Vega 1 & 2 landers - last Soviet missions to Venus - deployed balloons

The Rocketry Forum

Help Support The Rocketry Forum:

This site may earn a commission from merchant affiliate links, including eBay, Amazon, and others.

Winston

Lorenzo von Matterhorn
Joined
Jan 31, 2009
Messages
9,560
Reaction score
1,749
I'd forgotten about this. Very impressive...

Vega 1 Balloon

https://nssdc.gsfc.nasa.gov/nmc/spacecraftDisplay.do?id=1984-125F

Description

A constant-pressure instrumented balloon aerostat was deployed from the upper heat protection hemisphere of each if the two Vega lander craft immediately after entry into the atmosphere. The primary scientific objective of the Vega balloon probes was to obtain information about the large- and small-scale motions, structure, and cloud properties of the Venus atmosphere at the float altitude. The probes floated at an altitude of about 54 km in the middle, most active layer of the Venus three-tiered cloud system and measured the local atmospheric dynamics, pressure, temperature, lightning, illumination levels, and cloud properties over a period of about 46 hours in both the night- and day-side.

Spacecraft and Subsystems

The Vega balloon probe comprised a 3.4 meter diameter balloon and a gondola, suspended below the balloon by a 13 meter long tether strap. The total mass of the deployed balloon probe was 21.5 kg: 12.5 kg for the balloon and tether, 6.9 kg for the gondola, and 2.1 kg of helium in the balloon. The balloon, gondola, parachute, ballast, tanks of helium, and timing electronics and pyrotechnic release devices with a total mass of 120 kg were stored in a toroidal compartment surrouding the lander antenna before deployment.

The balloon was made of a teflon cloth matrix coated with teflon film and filled with helium to 30 mbar overpressure. The diffusion of helium from the balloon was slow enough that the balloon would outlast the probe battery lifetime, losing less than 5% of its helium and 500 meters of altitude. The balloon itself was transparent to the downlink radio frequency used.

The gondola was 1.2 meters high and had three parts, connected by straps. The upper section, connected to the tether, was a 37 cm long, 15 degree half-angle conical antenna 14 cm diameter at its base. The middle section was connected by two straps to the upper section with dimensions approximately 40.8 x 14.5 x 13.0 cm. The upper part of the section contained a radio transmitter and modulator, data-handling system, and signal-processing and power-regulating electronics. The lower part had pressure and illumination sensors and a deployable arm which held temperature sensors and an anemometer. The lower section was 9.0 x 14.5 x 15.0 cm, was also connected to the middle section by two straps, and held the batteries and nephelometer. The gondola was painted with a white coating that resisted corrosion by sulfuric acid and increased the surface albedo.

| Entries shown |
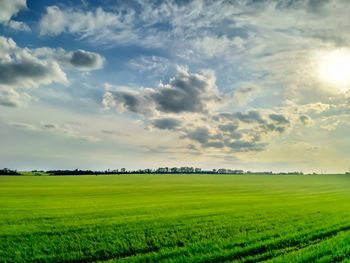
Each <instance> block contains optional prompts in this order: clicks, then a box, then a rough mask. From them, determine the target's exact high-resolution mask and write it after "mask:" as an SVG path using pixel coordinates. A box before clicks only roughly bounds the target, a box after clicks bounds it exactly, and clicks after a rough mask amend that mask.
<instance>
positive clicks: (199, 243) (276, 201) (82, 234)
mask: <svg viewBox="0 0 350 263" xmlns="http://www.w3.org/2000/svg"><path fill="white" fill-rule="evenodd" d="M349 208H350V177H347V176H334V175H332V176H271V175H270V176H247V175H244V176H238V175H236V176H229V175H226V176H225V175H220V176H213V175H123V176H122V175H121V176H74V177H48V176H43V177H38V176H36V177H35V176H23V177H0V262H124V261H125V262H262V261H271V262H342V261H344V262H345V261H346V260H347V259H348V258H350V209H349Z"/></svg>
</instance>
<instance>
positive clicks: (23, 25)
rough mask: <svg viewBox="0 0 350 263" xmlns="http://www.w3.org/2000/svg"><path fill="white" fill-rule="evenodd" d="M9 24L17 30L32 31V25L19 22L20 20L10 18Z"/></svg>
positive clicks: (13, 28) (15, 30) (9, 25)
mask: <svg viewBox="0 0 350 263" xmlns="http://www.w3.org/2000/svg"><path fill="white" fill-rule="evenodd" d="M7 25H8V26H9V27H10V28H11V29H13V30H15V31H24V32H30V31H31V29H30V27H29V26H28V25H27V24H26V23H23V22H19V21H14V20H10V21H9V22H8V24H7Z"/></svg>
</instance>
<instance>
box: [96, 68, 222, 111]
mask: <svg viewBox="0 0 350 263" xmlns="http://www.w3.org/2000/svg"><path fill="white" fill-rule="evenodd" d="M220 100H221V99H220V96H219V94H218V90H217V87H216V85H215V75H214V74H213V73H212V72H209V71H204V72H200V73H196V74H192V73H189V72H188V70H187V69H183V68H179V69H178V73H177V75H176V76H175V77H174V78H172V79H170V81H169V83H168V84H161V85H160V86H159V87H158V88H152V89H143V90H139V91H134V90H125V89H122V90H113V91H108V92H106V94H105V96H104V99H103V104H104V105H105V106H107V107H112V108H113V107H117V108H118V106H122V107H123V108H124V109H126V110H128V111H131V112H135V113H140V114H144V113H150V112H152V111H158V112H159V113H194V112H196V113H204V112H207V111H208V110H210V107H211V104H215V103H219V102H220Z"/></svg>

| Work to complete |
Carry on the Vega balloon probe description from its last sentence, the one about the gondola's white coating. The lines are separate material with no connection to the Vega balloon text.

| Task result |
The radio transmitter had two modes of operation. In telemetry, or TM, mode a 30 second transmission of pure carrier signal for use in the VLBI tracking was followed by a 270 second period of transmission of 900 bits (at 4 bits/s for the first 840 bits and 1 bit/s for the last 60) of data collected over the previous 30 minutes, followed by another 30 second carrier transmission. In coordinated transmission (KI) mode two tones with a suppressed carrier were transmitted for 330 seconds for use in the VLBI tracking. Three consecutive TM transmissions and one KI were made every 2 hours during the first 10 hours and from roughly hours 22 to 34 of the flight, at other times one TM and one KI transmission were made every two hours to conserve battery power. The carrier signal frequency was 1.6679 GHz and the radiated power was about 4.5 W. The power supply consisted of 1 kg of lithium batteries with 250 W-hrs capacity and an expected life of 46 to 52 hours.

Twenty ground stations were used for Very Long Baseline Interferometry (VLBI) tracking of the balloons. Six of these stations were on Soviet territory and were coordinated by IKI, the Soviet space agency. The other fourteen antennas were coordinated by CNES (France) and included three NASA Deep Space Network antennas and eleven radio astronomy observatories.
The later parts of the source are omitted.